EXTRACT TO READ:
+++

I was thinking about this RED, so that was the colour I was most curious about to silkscreen. I liked seeing the red in that process. It became tomatosoup red, not like the red in the project, which reminded me more of blood at the time. But maybe it’s also dependent on your mood, how you see red.
The project began with my research on the RGB system, colour made of light. How you see what you see on a monitor. Your eyes are fooled. What they don’t see, is that what is actually on the screen are millions of tiny dots, molecules that change colour when stimulated by electrons, into red, green or blue. Where they overlap we see yellow, cyan or magenta. And all of the hues that can be formed out of these components (read this research for more). So all of the fantastic images you can see on a screen are just tiny dots changing into three different colours and overlapping. Layers of light form the image. White light illuminates or dims the colour.

+++

DATASET RECORDS:
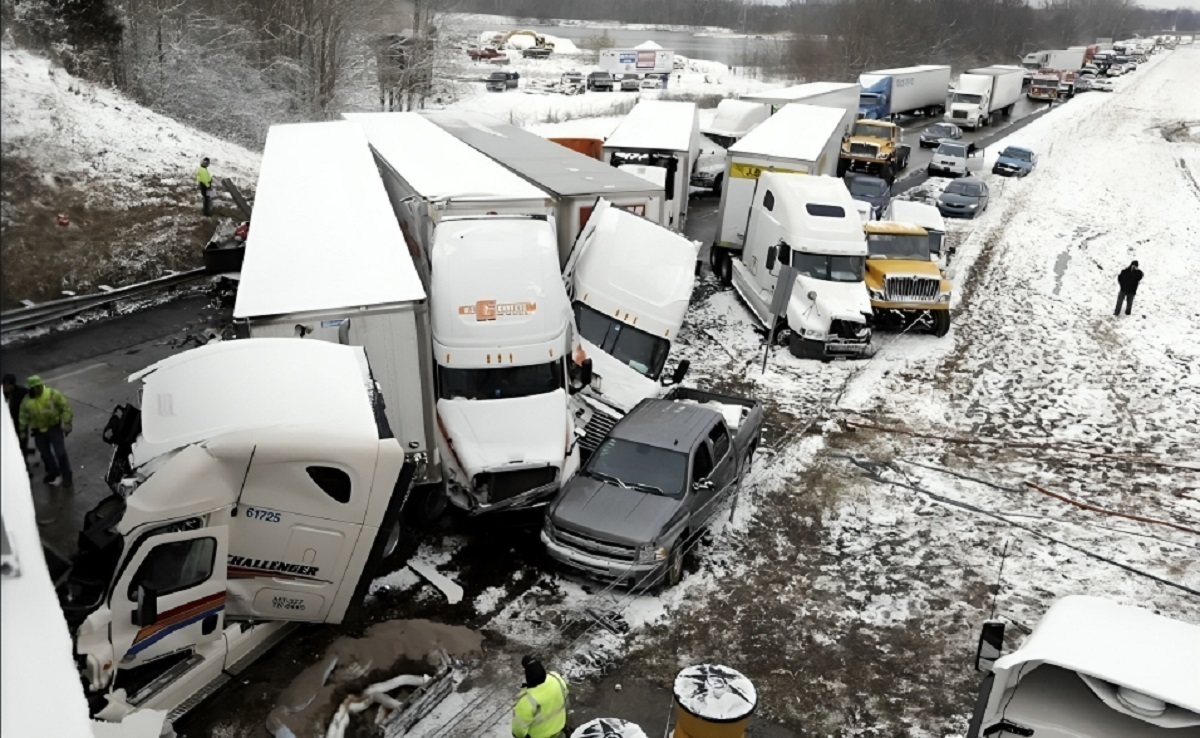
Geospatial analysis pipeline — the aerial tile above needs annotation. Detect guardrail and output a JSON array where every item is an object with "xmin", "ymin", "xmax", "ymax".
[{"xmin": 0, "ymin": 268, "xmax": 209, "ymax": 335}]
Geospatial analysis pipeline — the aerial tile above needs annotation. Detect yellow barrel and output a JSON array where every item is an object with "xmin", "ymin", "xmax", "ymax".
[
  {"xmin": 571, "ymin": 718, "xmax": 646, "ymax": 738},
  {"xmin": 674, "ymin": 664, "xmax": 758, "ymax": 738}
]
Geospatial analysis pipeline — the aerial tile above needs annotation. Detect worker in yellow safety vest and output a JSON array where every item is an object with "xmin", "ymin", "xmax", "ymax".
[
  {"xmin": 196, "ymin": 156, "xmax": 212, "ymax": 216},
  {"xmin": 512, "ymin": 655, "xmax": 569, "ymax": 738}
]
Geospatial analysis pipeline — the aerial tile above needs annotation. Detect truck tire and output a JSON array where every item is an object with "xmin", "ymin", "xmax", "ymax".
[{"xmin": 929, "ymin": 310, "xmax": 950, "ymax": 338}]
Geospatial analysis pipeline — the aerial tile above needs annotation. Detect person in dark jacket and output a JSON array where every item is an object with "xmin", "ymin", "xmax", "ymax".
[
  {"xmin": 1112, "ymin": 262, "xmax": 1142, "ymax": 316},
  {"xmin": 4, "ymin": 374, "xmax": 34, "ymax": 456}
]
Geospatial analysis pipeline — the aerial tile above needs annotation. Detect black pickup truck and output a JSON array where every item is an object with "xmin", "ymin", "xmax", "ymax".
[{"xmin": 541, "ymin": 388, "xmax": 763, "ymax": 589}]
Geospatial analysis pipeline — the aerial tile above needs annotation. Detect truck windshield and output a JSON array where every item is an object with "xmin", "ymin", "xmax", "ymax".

+++

REQUIRED ACTIONS:
a - Write out the passage on red and the RGB system from "The project began" up to and including "dims the colour.".
b - In the passage on red and the RGB system, rewrite the paragraph beginning "The project began with my research" as a short bulleted list that keeps its main facts.
c - Carry on the passage on red and the RGB system from its last sentence.

TASK-BY-TASK ANSWERS:
a -
The project began with my research on the RGB system, colour made of light. How you see what you see on a monitor. Your eyes are fooled. What they don’t see, is that what is actually on the screen are millions of tiny dots, molecules that change colour when stimulated by electrons, into red, green or blue. Where they overlap we see yellow, cyan or magenta. And all of the hues that can be formed out of these components (read this research for more). So all of the fantastic images you can see on a screen are just tiny dots changing into three different colours and overlapping. Layers of light form the image. White light illuminates or dims the colour.

b -
- The project started with research into the RGB system, in which color is made of light.
- It looks at how things on a monitor are seen, and the eyes are fooled.
- The screen actually holds millions of tiny dots, molecules that turn red, green or blue when stimulated by electrons.
- Where these overlap, yellow, cyan or magenta appear, along with every hue that can be formed from these components.
- Every image on a screen is only these dots changing into three colors and overlapping.
- Layers of light form the image, and white light illuminates or dims the color.

c -
This was my starting point and this is what I went into throughout my research on colour. Seeing how colour is or can be composed, by looking at it like a monitor screen. On which you see an image, but you know it’s actually only dots, and you want to see the dots, but if you do that you have to go up to the screen really close, and then you loose the big picture. Is it possible to see the tiny dots as well as the big picture? For humans, on the monitor this is generally not possible, so I tried to explore this „seeing up close, far away“, on a different medium, than a monitor.
My first experiment, I did on a white paper surface was my „white light“.
On it I applied a shade of red I mixed out of different reds. I used a small soft roll you would usually use for painting walls, which has a sponge effect, it absorbs and release. With this I felt I had more room to deal with the white paper as a 3D Object not just as a surface. With this sponge roll I could press colour into the sheet of paper as well as absorb it depending on how wet/dry the paper and/or roll was.
If I used a lot of water for example, I could „wash“ the colour out. I would say it was like trying to tear the colour apart, going through all of its layers, and seeing what sort of image this creates.
To this stretching the colour/revealing it’s layers, I added another colour and tryed a more soft approach, using more soft movements to try and get the colours to overlap as they wanted to .
Basically what I did in the next experiments was working with layers. Concentrating on the single colours and how they change, according to the different tiny particles or pieces they are made up of.
At some point I worked with black as well as white, to see how colours react when you add light or dark, above or underneath it or both. Sometimes I would let one part dry longer so the different layers of colour wouldn’t mix to see if it made a difference.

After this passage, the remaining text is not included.